* [Exercise] List each line of the data in which the string "dark" appears.

* [Working data]
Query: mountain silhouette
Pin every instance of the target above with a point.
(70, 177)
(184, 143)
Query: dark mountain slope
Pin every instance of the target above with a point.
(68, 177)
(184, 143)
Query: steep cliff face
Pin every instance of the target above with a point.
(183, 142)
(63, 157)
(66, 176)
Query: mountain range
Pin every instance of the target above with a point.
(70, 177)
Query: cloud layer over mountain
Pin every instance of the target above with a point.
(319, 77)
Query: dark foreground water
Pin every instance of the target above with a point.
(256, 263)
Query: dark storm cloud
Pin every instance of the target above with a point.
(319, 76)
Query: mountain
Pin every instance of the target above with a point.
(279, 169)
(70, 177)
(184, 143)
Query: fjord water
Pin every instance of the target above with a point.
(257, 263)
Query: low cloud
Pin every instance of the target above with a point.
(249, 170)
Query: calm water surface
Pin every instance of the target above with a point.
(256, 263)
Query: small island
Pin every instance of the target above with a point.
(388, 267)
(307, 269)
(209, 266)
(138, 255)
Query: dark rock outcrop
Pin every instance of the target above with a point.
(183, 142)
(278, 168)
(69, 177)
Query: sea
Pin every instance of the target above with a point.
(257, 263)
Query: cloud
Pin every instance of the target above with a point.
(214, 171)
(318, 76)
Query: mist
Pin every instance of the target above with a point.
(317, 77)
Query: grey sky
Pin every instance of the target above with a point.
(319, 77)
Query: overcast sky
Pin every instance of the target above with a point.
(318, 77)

--

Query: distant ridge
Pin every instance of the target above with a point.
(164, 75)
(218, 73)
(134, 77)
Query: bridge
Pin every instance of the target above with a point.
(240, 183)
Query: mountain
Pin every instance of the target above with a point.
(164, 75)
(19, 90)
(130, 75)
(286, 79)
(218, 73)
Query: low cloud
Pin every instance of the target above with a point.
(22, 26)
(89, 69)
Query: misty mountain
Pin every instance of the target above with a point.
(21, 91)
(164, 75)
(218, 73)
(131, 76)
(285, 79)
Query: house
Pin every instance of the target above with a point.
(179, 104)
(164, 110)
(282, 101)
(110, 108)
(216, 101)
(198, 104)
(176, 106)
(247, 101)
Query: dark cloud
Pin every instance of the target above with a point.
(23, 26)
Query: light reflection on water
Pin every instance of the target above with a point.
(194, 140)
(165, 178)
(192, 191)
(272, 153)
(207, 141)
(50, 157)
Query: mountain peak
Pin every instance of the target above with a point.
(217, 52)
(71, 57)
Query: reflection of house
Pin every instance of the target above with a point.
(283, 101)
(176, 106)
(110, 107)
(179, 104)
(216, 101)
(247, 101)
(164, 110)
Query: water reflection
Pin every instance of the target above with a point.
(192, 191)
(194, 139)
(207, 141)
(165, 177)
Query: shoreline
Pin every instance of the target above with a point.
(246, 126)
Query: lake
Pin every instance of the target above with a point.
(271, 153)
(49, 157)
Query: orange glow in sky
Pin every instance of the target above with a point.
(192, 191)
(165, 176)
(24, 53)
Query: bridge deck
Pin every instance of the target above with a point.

* [Task result]
Query: dark mountain slope
Query: dark foreground water
Query: dark storm cloud
Query: dark rock outcrop
Query: dark cloud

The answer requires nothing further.